Problems and tasks:
1. Rewrite the part of the Illinois cash bail excerpt starting with "East St. Louis" and going on through "felons reentering society.", replacing "convicted felons" with "people with felony convictions".
2. Turn the paragraph of the Illinois cash bail excerpt that begins "East St. Louis nonprofit" into a short bulleted list that keeps its main facts.

Page excerpt:
+++

The law is set to end cash bail and let a judge decide if someone should be released back into the public or remain in jail until trial.

“There’s still going to be things like risk assessments done, and judges will still have the opportunity to issue a no bond status if they feel a person is truly a threat or danger to society,” said SLU Criminal Justice Professor Kenya Brumfield-Young.

Madison County State’s Attorney Tom Haine issued a press release Wednesday denouncing the law. Haine told News 4 the Madison County Jail will have to release more than 100 inmates to comply with the state law.

“The judge only has discretion for those few crimes for which the law says pretrial release can be denied,” Haine said. “Only approximately half of our current jail population are charged with crimes for which the judge has discretion to detain them.”

Illinois Governor J.B. Pritzker posted on Facebook that the “law does not mandate the release of defendants or create non-detainable offenses.”

East St. Louis nonprofit Teens Against Killing Everywhere (TAKE) recently received about $800,000 from the State of Illinois to start a program called R3: Restore. Reinvest. Renew. The program is aimed at providing resources and skills for convicted felons reentering society.

“We do not lean to any type of political party, we are solely in this for the outcomes,” said Johnathan Marchbanks, chief operations officer for TAKE. “And I feel reassured that the work that we’re doing is necessary. It’s benefitting our community, and we are seeing some positive things happening as a result of it.”

+++

Material:
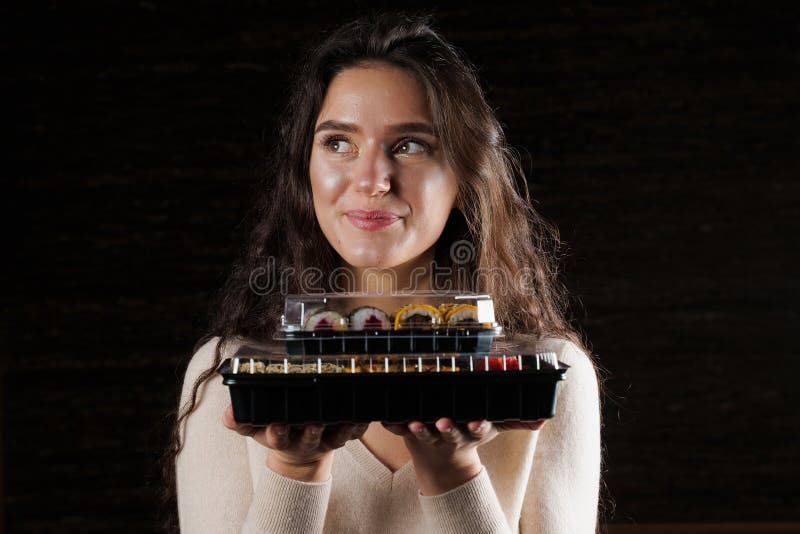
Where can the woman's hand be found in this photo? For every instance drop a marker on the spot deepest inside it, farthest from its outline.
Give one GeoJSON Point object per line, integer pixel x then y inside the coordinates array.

+++

Replies:
1.
East St. Louis nonprofit Teens Against Killing Everywhere (TAKE) recently received about $800,000 from the State of Illinois to start a program called R3: Restore. Reinvest. Renew. The program is aimed at providing resources and skills for people with felony convictions reentering society.

2.
- Organization: Teens Against Killing Everywhere (TAKE), a nonprofit in East St. Louis
- Funding: about $800,000 recently received from the State of Illinois
- Program: R3: Restore. Reinvest. Renew.
- Aim: providing resources and skills for convicted felons reentering society